Please pull out every line of the records below that contains the word "hair" and copy each of those lines in full.

DATA ROWS
:::::
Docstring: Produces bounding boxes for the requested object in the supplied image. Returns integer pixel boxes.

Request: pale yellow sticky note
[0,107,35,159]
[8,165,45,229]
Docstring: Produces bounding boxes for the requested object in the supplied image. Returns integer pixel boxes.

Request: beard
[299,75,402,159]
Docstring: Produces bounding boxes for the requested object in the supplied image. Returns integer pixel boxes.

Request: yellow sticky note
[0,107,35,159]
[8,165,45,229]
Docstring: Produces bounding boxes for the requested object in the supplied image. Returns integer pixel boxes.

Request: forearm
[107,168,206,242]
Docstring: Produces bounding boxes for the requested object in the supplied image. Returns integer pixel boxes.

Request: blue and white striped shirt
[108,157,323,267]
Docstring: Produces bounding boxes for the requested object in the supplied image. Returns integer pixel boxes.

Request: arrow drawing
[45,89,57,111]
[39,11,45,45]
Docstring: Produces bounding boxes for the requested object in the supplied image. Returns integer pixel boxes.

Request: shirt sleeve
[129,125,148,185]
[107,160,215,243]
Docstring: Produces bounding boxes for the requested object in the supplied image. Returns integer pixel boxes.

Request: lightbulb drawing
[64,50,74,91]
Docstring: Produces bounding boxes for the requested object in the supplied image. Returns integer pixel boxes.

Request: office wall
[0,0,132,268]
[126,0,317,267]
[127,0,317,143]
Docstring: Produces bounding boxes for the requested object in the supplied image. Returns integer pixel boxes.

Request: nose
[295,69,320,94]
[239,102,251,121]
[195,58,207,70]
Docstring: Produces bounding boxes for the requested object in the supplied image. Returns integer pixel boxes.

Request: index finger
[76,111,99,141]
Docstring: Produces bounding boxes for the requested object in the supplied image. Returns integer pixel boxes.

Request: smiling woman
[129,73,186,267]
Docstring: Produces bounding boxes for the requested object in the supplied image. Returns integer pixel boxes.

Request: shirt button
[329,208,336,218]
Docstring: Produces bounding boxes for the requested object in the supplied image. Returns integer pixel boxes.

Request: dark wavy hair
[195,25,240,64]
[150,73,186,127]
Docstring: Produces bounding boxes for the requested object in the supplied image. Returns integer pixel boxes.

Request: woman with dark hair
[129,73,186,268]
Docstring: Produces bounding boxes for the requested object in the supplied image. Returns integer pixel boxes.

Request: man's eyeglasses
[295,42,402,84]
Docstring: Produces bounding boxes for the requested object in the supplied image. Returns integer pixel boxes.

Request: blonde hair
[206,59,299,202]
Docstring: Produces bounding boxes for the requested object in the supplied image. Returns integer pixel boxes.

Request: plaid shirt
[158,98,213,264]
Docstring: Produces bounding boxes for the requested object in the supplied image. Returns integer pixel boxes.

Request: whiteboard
:::::
TASK SOLUTION
Request: dark wavy hair
Request: woman with dark hair
Request: blonde hair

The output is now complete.